**Consigne écrite**
Relevez toutes les fonctions ou tous les titres de personnes cités dans l'extrait sur la documenta, en notant chacun une seule fois.

Le dogme de l’équilibre budgétaire, fer de lance de la gestion économique allemande, fut à la fois contrarié et restauré par le même responsable politique qui en tira tous les bénéfices en renouvelant l’organisation culturelle à sa façon. Cinq années plus tard, un nouvel incident contraint le même maire et président du conseil d’administration de la documenta à limoger à nouveau sa directrice générale, cette fois à cause d’un autre dogme sensible en Allemagne – la lutte contre l’antisémitisme – lui aussi hérité des deux guerres mondiales du vingtième siècle. Si l’Allemagne s’est distinguée au niveau international depuis les derniers conflits mondiaux pour sa rigueur budgétaire et son attitude exemplaire par rapport à la lutte contre l’antisémitisme, ces deux crises successives viennent rappeler par défaut la volonté des responsables politiques allemands de n’engager aucun débat qui remettrait en cause, non pas ces dogmes, mais la manière de les mettre en pratique.

**Données**
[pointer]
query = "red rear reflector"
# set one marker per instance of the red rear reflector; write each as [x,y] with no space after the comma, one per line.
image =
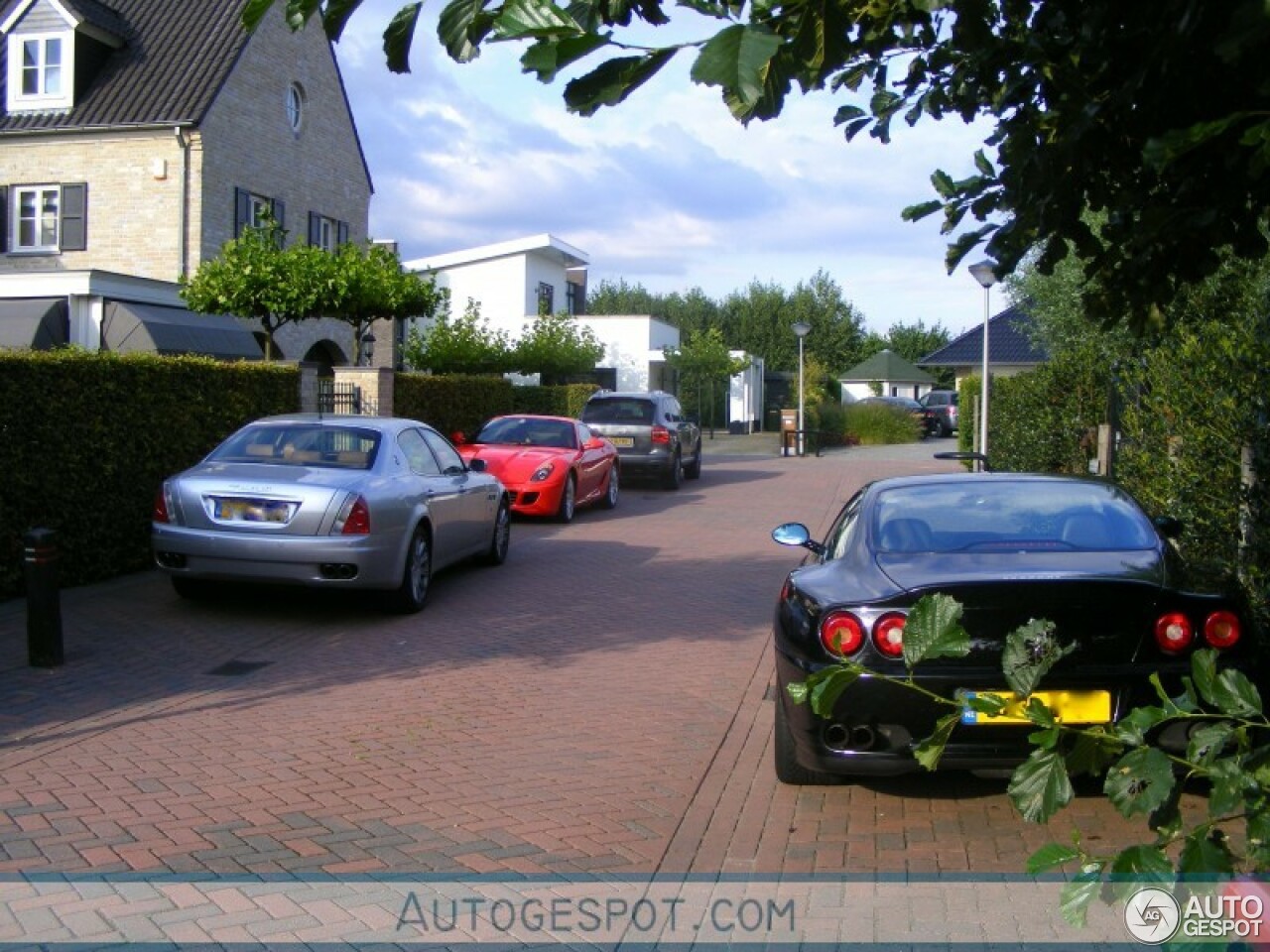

**Résultat obtenu**
- responsable politique
- maire
- président du conseil d'administration de la documenta
- directrice générale